■ Exercise aim:
Can you print the data exactly and leave out each image?

■ Stored data:
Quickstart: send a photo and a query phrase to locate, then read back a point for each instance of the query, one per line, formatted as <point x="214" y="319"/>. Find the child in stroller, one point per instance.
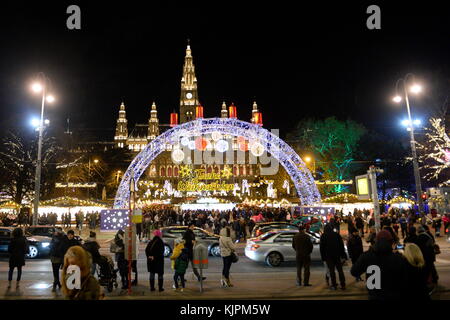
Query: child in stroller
<point x="107" y="275"/>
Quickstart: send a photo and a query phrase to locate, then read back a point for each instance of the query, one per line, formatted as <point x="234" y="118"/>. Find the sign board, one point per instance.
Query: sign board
<point x="363" y="187"/>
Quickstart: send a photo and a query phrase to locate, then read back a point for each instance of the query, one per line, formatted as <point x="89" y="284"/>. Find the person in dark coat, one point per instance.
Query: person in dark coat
<point x="91" y="245"/>
<point x="189" y="241"/>
<point x="56" y="256"/>
<point x="69" y="240"/>
<point x="391" y="267"/>
<point x="411" y="236"/>
<point x="17" y="249"/>
<point x="416" y="286"/>
<point x="155" y="260"/>
<point x="122" y="263"/>
<point x="355" y="247"/>
<point x="425" y="241"/>
<point x="303" y="247"/>
<point x="332" y="251"/>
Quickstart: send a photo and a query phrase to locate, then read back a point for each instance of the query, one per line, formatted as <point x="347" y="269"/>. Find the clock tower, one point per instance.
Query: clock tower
<point x="189" y="95"/>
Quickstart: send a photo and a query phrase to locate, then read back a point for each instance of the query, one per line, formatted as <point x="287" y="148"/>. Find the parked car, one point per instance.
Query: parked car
<point x="170" y="234"/>
<point x="275" y="247"/>
<point x="263" y="227"/>
<point x="39" y="245"/>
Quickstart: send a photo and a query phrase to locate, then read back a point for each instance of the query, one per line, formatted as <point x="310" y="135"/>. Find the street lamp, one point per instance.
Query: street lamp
<point x="40" y="87"/>
<point x="413" y="88"/>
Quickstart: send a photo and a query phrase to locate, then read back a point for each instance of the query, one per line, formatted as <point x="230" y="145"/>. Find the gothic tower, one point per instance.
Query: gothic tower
<point x="153" y="124"/>
<point x="121" y="128"/>
<point x="189" y="95"/>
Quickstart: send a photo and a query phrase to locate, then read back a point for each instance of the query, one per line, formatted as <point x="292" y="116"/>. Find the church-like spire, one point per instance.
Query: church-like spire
<point x="189" y="95"/>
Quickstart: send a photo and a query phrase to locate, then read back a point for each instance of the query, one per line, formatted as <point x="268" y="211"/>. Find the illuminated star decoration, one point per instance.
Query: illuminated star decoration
<point x="185" y="171"/>
<point x="226" y="172"/>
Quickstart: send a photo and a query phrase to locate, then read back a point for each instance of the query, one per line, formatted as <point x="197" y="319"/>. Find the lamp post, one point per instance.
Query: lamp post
<point x="414" y="88"/>
<point x="40" y="86"/>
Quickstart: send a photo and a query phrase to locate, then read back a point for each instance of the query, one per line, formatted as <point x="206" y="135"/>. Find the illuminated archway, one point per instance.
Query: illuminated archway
<point x="286" y="156"/>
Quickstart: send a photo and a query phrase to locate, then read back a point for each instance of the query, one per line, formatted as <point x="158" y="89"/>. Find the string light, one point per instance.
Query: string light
<point x="302" y="179"/>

■ Solution:
Quickstart: send a photo and a query phrase to locate, then read back a point for each instance of the query, one per line, formatted as <point x="214" y="319"/>. Find the child in stroller, one point per instance.
Query: child in stroller
<point x="107" y="275"/>
Quickstart: send a photo and a query phrase to locate, then read back a point for each instance of the query, one per line, formatted as <point x="234" y="118"/>. Find the sign board, one point per instance.
Query: sign board
<point x="363" y="187"/>
Quickstart: send a photo and a query phrase to locate, then read back a point for each instance of the query, one per line, formatted as <point x="89" y="284"/>. Find the person in dark coat, one point per instance.
Query: person in dark coat
<point x="91" y="245"/>
<point x="189" y="241"/>
<point x="56" y="256"/>
<point x="69" y="240"/>
<point x="391" y="267"/>
<point x="411" y="236"/>
<point x="17" y="249"/>
<point x="416" y="286"/>
<point x="155" y="260"/>
<point x="122" y="263"/>
<point x="355" y="247"/>
<point x="425" y="241"/>
<point x="303" y="247"/>
<point x="332" y="251"/>
Quickstart: send a photo and a query phrase to locate, then read back a point for each instance of the query, one per line, formatted as <point x="347" y="269"/>. Find the clock tower, one point per instance.
Query: clock tower
<point x="189" y="95"/>
Quickstart: send a photo and a query phrase to locate, then read back a point for each instance of the query, one per line, formatted as <point x="287" y="148"/>. Find the parked car, one point per instance.
Query: parked car
<point x="170" y="234"/>
<point x="275" y="247"/>
<point x="263" y="227"/>
<point x="39" y="245"/>
Quickstart: send a photo and a query phrase to locate, then read back a point for each instance of the query, one per line, formatted as <point x="310" y="135"/>. Find the street lamp, one point per instance.
Query: street lamp
<point x="40" y="87"/>
<point x="413" y="88"/>
Quickstart: send a photo and a query phrase to locate, then read back a point for each instance of the query, one per line, formatted as <point x="230" y="145"/>. Find the gothic tower, one point per instance.
Query: gothic tower
<point x="153" y="124"/>
<point x="121" y="128"/>
<point x="189" y="95"/>
Quickstart: send a photo and a query phrase to locate, then read back a point for each instance of the query, one per line, formatted as <point x="292" y="116"/>. Find the church-like spire, one point per instance.
Query: church-like spire
<point x="189" y="95"/>
Quickstart: send a photo and a query phrase to locate, then read back a point for each instance of the query, one per line, formatted as <point x="268" y="211"/>. Find the illuminated star decoration, one point per instance.
Query: illuminated star decoration
<point x="185" y="171"/>
<point x="226" y="172"/>
Quickstart: send a photo and a query phrase to locate, then read back a point for each instance of the query, one per line, formatted as <point x="197" y="319"/>. Find the lamp post, one point per instance.
Query: lamp post
<point x="414" y="88"/>
<point x="40" y="86"/>
Quickstart: send a photo and a query phrase to locate, then read back a point for each instance of the query, one per line, formatted as <point x="206" y="135"/>. Find the illuminated archway, one point per instance.
Query: illuminated archway
<point x="286" y="156"/>
Quickstart: send a photo and a query phrase to locate, then read back a point for each instance of the query, one per line, formatted as <point x="158" y="89"/>. Find the string light, one point per instance.
Query: string light
<point x="302" y="179"/>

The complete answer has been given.